WHAT YOU HAVE TO DO — Put the lines below into a JSON list of strings, one string per line, leaving out any blank lines.

□ □ □ □ □

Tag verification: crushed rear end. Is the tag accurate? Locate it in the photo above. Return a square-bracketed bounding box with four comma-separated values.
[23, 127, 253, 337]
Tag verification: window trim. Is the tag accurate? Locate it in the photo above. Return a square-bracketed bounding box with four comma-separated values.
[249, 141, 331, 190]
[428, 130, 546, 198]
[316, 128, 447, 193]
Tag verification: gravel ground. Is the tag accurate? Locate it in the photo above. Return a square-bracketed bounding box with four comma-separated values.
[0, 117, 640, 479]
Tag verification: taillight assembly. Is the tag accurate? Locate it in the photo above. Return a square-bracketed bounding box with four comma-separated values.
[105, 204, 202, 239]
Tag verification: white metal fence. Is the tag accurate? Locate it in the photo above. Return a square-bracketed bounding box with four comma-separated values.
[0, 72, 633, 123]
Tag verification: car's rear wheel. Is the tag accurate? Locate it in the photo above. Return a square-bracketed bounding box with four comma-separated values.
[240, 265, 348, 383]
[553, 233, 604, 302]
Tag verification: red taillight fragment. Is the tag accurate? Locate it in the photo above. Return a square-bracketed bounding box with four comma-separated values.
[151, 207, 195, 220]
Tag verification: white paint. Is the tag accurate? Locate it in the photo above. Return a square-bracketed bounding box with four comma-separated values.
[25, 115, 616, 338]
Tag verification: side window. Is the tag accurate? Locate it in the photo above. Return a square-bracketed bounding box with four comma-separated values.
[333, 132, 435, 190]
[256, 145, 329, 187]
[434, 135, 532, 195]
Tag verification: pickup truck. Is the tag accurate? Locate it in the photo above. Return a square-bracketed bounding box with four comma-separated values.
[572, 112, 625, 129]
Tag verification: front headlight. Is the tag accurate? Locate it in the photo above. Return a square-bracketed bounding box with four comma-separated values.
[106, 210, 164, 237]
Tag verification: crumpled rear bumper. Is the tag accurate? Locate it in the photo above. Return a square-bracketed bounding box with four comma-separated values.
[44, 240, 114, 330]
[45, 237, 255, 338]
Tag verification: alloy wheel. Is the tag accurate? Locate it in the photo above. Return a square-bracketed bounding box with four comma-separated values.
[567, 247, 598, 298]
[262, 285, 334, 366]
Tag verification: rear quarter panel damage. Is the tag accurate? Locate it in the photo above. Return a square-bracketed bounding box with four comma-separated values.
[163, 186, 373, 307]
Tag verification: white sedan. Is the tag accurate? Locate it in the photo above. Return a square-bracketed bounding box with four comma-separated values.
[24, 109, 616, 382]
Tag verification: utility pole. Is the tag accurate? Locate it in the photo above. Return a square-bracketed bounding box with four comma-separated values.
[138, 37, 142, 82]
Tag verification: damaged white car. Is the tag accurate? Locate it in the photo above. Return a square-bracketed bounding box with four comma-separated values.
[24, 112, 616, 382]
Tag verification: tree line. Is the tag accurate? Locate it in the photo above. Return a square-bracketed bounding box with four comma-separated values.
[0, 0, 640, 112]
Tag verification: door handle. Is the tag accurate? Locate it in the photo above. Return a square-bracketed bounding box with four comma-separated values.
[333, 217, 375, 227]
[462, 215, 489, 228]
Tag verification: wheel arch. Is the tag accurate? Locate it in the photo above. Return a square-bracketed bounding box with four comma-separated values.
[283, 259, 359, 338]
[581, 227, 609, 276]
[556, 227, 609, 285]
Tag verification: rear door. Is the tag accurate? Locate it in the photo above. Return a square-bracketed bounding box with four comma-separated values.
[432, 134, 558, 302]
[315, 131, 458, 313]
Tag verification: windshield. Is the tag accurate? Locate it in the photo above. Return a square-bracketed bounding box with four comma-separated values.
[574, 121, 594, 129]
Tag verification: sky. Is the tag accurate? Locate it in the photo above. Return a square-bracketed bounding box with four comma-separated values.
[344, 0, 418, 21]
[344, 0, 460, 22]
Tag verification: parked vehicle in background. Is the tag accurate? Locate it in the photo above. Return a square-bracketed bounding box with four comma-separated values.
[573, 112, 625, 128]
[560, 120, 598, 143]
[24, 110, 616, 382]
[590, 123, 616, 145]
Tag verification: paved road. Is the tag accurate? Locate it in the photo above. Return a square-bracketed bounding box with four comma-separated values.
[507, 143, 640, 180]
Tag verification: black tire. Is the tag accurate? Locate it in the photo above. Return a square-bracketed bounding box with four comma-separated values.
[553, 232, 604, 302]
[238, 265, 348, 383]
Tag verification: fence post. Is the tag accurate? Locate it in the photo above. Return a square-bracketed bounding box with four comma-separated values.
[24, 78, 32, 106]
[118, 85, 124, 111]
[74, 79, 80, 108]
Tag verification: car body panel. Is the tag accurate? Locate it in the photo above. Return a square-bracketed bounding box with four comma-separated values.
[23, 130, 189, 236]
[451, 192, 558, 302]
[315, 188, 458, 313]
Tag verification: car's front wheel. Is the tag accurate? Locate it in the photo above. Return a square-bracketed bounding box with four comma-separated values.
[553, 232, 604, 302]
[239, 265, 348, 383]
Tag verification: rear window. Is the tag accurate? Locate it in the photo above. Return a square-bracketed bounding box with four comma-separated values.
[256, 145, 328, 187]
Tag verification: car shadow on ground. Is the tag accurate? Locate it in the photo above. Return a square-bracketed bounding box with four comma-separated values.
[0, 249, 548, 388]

□ □ □ □ □

RESULT —
[
  "Tag verification: crushed rear end. Is the tag accurate? Locate it in the photo above. Return a square-bracketed bounding box with four comma-separated values.",
  "[23, 127, 253, 337]",
  "Tag verification: window trim. Is the tag accurate? Locate it in the photo above. Return a square-bracketed bounding box with four comma-separated values.",
  "[249, 141, 331, 190]",
  "[428, 130, 546, 198]",
  "[316, 128, 447, 193]",
  "Tag verification: gravel ground. Is the tag accurate? Locate it in the photo above. Return a square-bracketed bounding box with four comma-separated values.",
  "[0, 117, 640, 479]",
  "Tag verification: taillight assembly. Is the tag accurate? Locate it in the photo above. Return a square-bracketed bounding box with four comma-separated values.",
  "[105, 204, 202, 239]",
  "Tag verification: white metal fence. Is the tag accurate? Locate it in the photo above. Return a square-bracketed bounding box with four comma-separated values.",
  "[0, 72, 633, 123]",
  "Tag verification: car's rear wheel. Is the tag accurate? Locate it in the photo above. Return a square-bracketed bounding box with four comma-separated values.",
  "[240, 265, 348, 383]",
  "[553, 233, 604, 302]",
  "Tag verification: red taillight fragment. Is the tag accurate? Locate it in the photo above. Return a square-bracketed bounding box with four comma-separated values.",
  "[151, 207, 195, 220]",
  "Tag verification: white paint. Is the tag accurate? Locate it in the photo above. Return a square-bracketed bounding box with four comma-separated values.",
  "[25, 115, 616, 338]",
  "Tag verification: side window. Is the tag accurate? Locate it in the photo above. Return a square-bracketed bounding box with four comma-separated values.",
  "[333, 132, 435, 190]",
  "[256, 145, 329, 187]",
  "[434, 135, 532, 195]",
  "Tag verification: pickup truck. Is the tag accurate? Locate it in the photo above. Return a square-bracketed bounding box with four comma-separated values.",
  "[572, 112, 625, 129]",
  "Tag verification: front headlight. Is the tag accurate? Locate it in the photo above. Return a square-bracketed bounding box with four comma-separated values.",
  "[106, 210, 164, 237]",
  "Tag verification: crumpled rear bumper. Is the tag accurate? Locate it in the photo above. Return a square-bracketed bounding box with four comma-separated values.",
  "[44, 240, 114, 330]",
  "[45, 237, 255, 338]",
  "Tag verification: alloy wheel. Is the tag accurate? Locate it in the photo above. Return a square-bracketed bounding box with four comma-separated values.",
  "[567, 247, 598, 298]",
  "[262, 285, 334, 366]",
  "Tag verification: rear quarter panel damage. Is the tag accurate? Locate it in the photo above. Return a square-bracketed bounding box with four comma-separated values.",
  "[163, 186, 373, 307]",
  "Tag verification: white sedan. Is the tag accurate? Locate it in the photo above. Return a square-bracketed bounding box with four comma-separated values.",
  "[24, 109, 616, 382]",
  "Tag verification: utility pole. Is the tag accurate? Locate it in the photo above. Return a square-bracketed bounding box with four comma-separated values.",
  "[138, 37, 142, 82]",
  "Tag verification: damaged white car. Is the tag accurate? Locate it in the photo above. Return a square-bracketed bounding box with four comma-separated values.",
  "[24, 112, 616, 382]",
  "Tag verification: tree line. Is the tag accurate? Locate it in the photo above. Return a square-bracketed bounding box with four comma-separated values.",
  "[0, 0, 640, 112]",
  "Tag verification: door handle. Is the tag accurate? Locate it in the photo above. Return a square-bracketed bounding box with four comma-separated values.",
  "[333, 217, 375, 227]",
  "[462, 215, 489, 228]",
  "Tag verification: wheel arch. Is the tag accurate? Locate it in the photo above. Return a square-bracketed bounding box with four comma-separated values.",
  "[283, 259, 359, 338]",
  "[581, 227, 609, 276]",
  "[556, 227, 609, 285]",
  "Tag verification: rear door. Is the tag accurate? Locate it in the photo above. Return a square-bracketed bounding box with four comma-separated values.",
  "[432, 134, 558, 302]",
  "[315, 131, 458, 313]",
  "Tag verification: windshield. Is the tag accurate? Locate it in the photo above. Return a square-bracketed bounding box with four comma-separated values.",
  "[574, 121, 594, 129]",
  "Tag verification: sky. Is the tag accurate? Locate it in the photo above. Return a square-bracketed bounding box with four comma-separated values.",
  "[344, 0, 418, 21]",
  "[344, 0, 460, 22]",
  "Tag verification: parked vehicle in background. Is the tag accurate? Locate it in the photo above. Return a square-bracketed bounding box with four comma-separated values.",
  "[573, 112, 625, 128]",
  "[560, 120, 598, 143]",
  "[24, 110, 616, 382]",
  "[590, 123, 616, 145]",
  "Tag verification: paved road. Is the tag accurate? Locate it in the photo above. Return a square-bracketed bounding box with four comma-separated values.",
  "[507, 143, 640, 180]",
  "Tag verification: black tire. Is the tag accurate? Locate it in the photo above. Return a square-bracketed bounding box with four comma-separated values.",
  "[553, 232, 604, 302]",
  "[238, 265, 348, 383]",
  "Tag verification: fence post. Is the tag accurate? Locate it in the photo above. Return a square-bracketed bounding box with four comma-separated values.",
  "[24, 78, 32, 106]",
  "[118, 85, 124, 111]",
  "[74, 79, 80, 108]",
  "Tag verification: car body panel. Is the tag accurate? Locate it in the photo above. Return a square-bracketed bounding box with four comma-separated values.",
  "[23, 130, 189, 236]",
  "[451, 192, 558, 302]",
  "[315, 188, 458, 313]",
  "Tag verification: car's front wheel. Is the tag accurate? Locate it in the photo above. Return a square-bracketed bounding box with four comma-separated values.",
  "[553, 232, 604, 302]",
  "[239, 265, 348, 383]",
  "Tag verification: rear window. Is the tag accurate? Locate it in the photo above. Return a square-bracketed bounding box with four comma-separated values.",
  "[256, 145, 328, 187]",
  "Tag verification: car shadow on ground. Is the tag accurate? Locate it in the photo above. Return a square-bracketed bounding box with four comma-separated values.",
  "[0, 249, 548, 388]"
]